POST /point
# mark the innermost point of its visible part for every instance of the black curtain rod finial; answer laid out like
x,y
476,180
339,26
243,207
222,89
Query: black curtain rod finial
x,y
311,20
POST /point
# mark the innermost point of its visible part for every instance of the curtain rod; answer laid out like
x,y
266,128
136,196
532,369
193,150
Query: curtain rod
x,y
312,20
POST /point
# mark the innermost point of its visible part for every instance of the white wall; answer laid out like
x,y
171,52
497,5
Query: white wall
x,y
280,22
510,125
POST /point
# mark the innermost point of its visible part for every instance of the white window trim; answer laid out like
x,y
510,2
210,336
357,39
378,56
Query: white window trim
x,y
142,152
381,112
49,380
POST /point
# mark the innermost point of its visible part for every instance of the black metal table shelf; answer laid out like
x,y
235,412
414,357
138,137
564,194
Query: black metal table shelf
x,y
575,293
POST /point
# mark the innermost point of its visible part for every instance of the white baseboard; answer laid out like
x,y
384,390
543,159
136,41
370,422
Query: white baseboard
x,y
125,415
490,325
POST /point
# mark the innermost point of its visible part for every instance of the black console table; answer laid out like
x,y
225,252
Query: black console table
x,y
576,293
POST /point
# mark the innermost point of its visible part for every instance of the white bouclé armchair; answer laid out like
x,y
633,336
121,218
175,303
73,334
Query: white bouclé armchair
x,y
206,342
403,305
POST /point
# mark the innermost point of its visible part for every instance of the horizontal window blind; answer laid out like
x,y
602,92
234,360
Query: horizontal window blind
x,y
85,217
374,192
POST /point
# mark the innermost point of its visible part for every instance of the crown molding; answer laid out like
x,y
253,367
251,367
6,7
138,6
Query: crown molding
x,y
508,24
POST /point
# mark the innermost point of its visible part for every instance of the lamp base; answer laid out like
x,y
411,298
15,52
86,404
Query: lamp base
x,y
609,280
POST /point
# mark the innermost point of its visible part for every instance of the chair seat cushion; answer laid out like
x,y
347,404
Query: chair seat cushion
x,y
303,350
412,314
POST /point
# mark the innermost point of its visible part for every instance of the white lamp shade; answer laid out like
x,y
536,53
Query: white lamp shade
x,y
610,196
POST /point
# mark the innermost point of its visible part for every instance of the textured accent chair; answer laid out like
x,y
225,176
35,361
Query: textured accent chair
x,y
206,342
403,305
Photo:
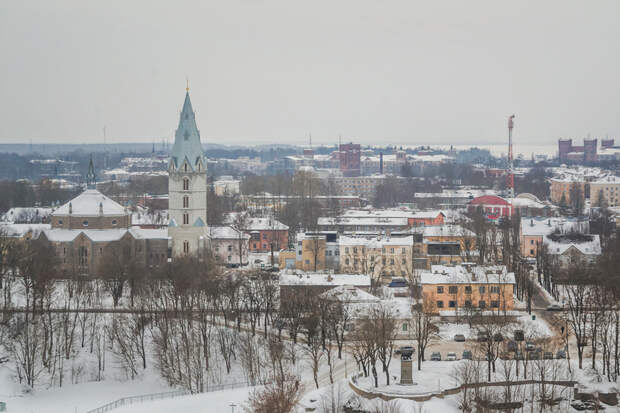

--- --- ---

> Requirement: From the data above, copy out every line that contains the word "table".

> Output for this exercise:
# mark the innermost point of its visible part for every instance of the black metal table shelf; answer laid out like
Query: black metal table shelf
# mark the innermost point of its visible part for every instance of the black console table; answer laid out like
Query: black console table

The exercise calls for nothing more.